* MATERIAL:

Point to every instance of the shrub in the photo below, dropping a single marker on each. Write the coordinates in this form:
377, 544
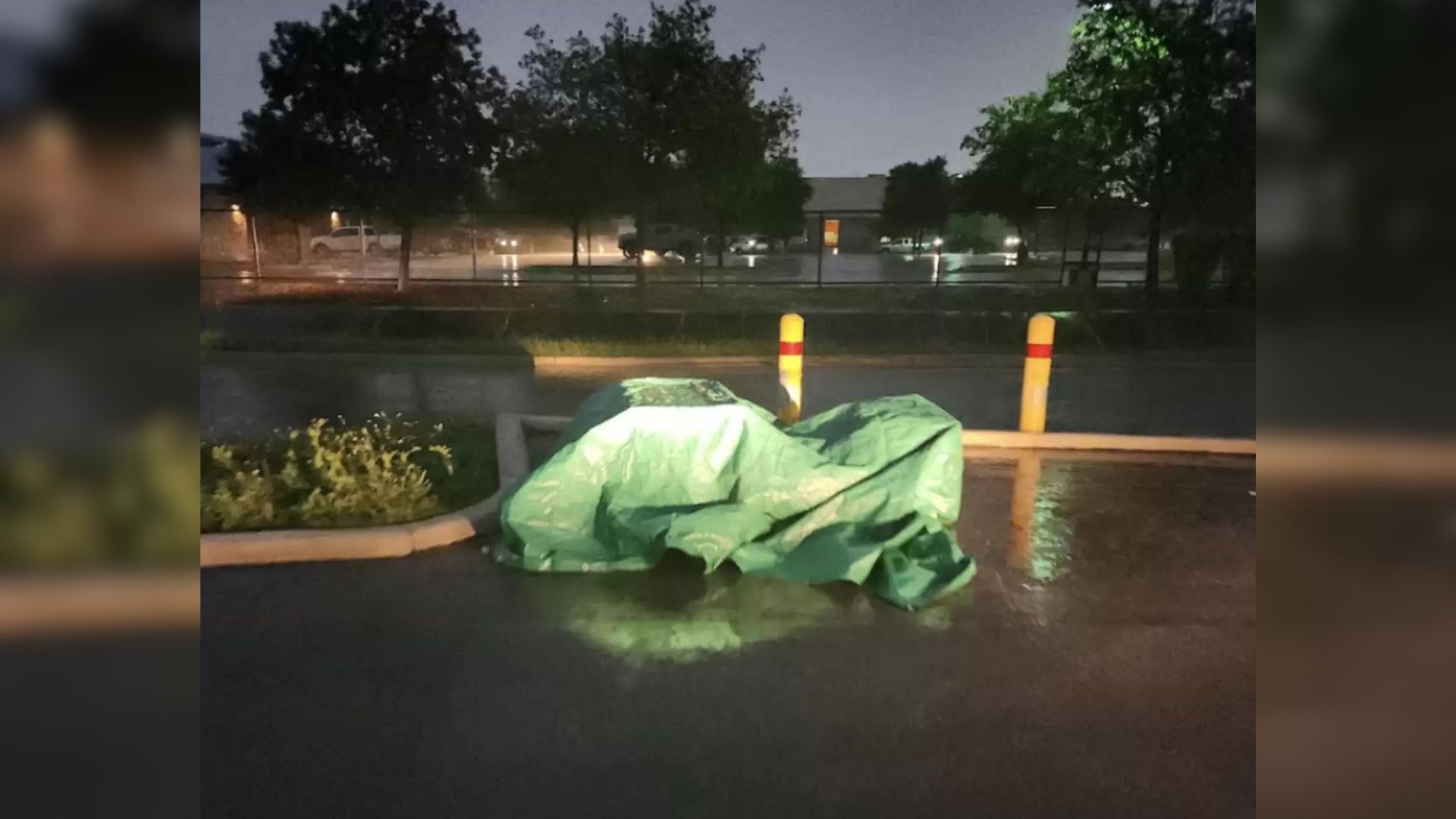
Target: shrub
329, 474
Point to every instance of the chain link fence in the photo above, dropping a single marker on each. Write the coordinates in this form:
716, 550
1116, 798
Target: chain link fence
514, 249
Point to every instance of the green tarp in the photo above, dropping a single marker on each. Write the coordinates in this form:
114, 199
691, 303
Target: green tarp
867, 491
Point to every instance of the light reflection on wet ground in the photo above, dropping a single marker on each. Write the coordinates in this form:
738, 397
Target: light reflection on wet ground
251, 394
1106, 670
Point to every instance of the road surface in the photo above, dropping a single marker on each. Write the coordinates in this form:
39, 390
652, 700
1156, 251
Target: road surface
249, 394
1104, 670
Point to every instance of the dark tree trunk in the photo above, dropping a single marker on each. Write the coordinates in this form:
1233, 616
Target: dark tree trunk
406, 238
1155, 240
1087, 234
1066, 241
641, 249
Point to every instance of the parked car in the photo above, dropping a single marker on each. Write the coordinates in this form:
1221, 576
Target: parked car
347, 241
756, 243
906, 245
661, 241
506, 242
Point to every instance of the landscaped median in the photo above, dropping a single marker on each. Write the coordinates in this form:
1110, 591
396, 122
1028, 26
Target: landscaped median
356, 464
334, 490
511, 464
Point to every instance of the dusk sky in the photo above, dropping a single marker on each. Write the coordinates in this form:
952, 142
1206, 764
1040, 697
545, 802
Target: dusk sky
880, 82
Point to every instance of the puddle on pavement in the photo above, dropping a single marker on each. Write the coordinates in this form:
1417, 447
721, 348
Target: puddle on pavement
1056, 541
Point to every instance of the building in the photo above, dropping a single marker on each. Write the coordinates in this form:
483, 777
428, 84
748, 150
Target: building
212, 171
854, 203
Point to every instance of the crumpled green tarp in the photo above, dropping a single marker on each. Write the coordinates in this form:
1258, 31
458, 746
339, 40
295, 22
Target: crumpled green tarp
867, 491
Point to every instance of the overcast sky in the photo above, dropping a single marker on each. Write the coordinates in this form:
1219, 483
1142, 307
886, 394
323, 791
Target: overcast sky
880, 82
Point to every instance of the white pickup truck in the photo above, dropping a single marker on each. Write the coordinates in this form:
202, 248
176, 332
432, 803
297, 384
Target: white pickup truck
347, 241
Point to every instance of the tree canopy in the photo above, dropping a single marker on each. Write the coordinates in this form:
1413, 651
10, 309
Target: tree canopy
1155, 105
382, 105
918, 199
1169, 83
563, 150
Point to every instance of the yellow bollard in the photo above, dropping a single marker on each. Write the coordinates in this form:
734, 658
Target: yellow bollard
791, 368
1037, 375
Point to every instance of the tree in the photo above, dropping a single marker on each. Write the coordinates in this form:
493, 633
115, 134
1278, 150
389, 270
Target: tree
560, 161
1018, 165
1033, 152
669, 89
1163, 80
780, 209
384, 104
918, 199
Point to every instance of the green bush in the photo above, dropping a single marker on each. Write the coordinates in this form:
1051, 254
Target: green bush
331, 474
123, 499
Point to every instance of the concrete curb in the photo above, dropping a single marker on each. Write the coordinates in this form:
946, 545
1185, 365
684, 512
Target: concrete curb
115, 602
299, 545
946, 360
367, 542
1098, 442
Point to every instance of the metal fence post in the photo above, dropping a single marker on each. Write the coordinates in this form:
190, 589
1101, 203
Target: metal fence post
819, 279
258, 254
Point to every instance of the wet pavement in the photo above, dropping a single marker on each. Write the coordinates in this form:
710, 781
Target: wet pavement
1101, 664
1120, 268
249, 394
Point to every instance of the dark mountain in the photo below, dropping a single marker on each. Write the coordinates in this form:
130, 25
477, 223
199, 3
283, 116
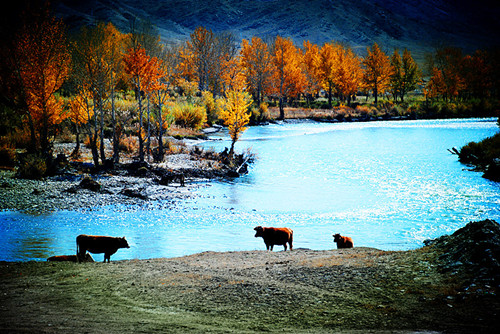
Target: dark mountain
419, 25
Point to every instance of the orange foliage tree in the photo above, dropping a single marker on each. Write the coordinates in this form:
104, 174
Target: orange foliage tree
256, 62
234, 111
311, 63
477, 75
347, 73
143, 71
288, 79
80, 112
377, 70
326, 69
43, 66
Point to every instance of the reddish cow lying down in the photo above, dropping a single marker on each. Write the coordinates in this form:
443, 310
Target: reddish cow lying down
342, 242
275, 236
99, 244
70, 258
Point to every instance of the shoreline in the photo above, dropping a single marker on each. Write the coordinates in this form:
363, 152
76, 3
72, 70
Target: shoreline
354, 290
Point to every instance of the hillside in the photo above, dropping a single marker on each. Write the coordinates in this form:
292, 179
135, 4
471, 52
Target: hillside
419, 25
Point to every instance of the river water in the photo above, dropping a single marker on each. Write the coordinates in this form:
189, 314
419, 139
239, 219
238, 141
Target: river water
388, 185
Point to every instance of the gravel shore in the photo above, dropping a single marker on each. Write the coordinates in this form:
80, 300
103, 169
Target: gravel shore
359, 290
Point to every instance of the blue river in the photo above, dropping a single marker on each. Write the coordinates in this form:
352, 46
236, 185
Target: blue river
388, 185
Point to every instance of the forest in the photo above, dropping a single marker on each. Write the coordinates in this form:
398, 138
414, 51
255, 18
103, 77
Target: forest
133, 89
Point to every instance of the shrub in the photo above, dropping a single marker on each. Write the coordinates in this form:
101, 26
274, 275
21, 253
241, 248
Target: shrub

* REQUIREMENT:
Turn the lines of the entries into a numbered list, starting with the line that contains "Point to every instance of the orange" and going on through the last line of the entries. Leave out any blank lines.

* EXERCISE RESPONSE:
1. Point to every instance of the orange foliage tree in the photo above, dropping a single marker on each. Write the coordinates in this form:
2. 104, 174
3. Target: orange foliage tree
4. 256, 62
5. 234, 111
6. 311, 63
7. 477, 75
8. 347, 73
9. 143, 71
10. 288, 79
11. 80, 112
12. 377, 70
13. 326, 69
14. 43, 66
15. Point to every instance of the reddish cow lying down in the photo above, dropping a single marker on each. Write the coordinates in this form:
16. 443, 310
17. Target: reddish cow lying down
18. 342, 242
19. 275, 236
20. 99, 244
21. 70, 258
22. Point to every instance of the shoreline in the photo above, dropping a single marker on each. Write the coordinates in this form:
23. 363, 152
24. 76, 3
25. 72, 70
26. Target: shoreline
27. 354, 290
28. Point to every instance of the hillside in the photo above, dropping a single marker on each. Write the coordinates in this form:
29. 292, 179
30. 135, 4
31. 471, 52
32. Target: hillside
33. 419, 25
34. Point to every instance of the river water in the photo above, dropping a single marker on each. Write the coordinates in this form:
35. 189, 314
36. 419, 139
37. 239, 219
38. 238, 141
39. Target: river water
40. 388, 185
41. Point to every instance of the gravel shore in the photo above, dropping a single marker on each. Write the coordinates in this form:
42. 80, 300
43. 103, 169
44. Target: gravel shore
45. 359, 290
46. Point to every instance of the blue river in the photo above, dropping a single marker on each. Write the coordinates in this form:
47. 352, 46
48. 236, 185
49. Target: blue river
50. 388, 185
51. Point to every instance of the forest in the photo above, dropping a single marker on each. Write the coordinates in this form:
52. 398, 138
53. 414, 51
54. 255, 18
55. 103, 77
56. Target: forest
57. 133, 89
58. Point to every instance of the shrub in the photo above, dropping a single marker on each. Write the coordinates in this form:
59. 101, 26
60. 274, 275
61. 21, 253
62. 241, 248
63. Target: shrub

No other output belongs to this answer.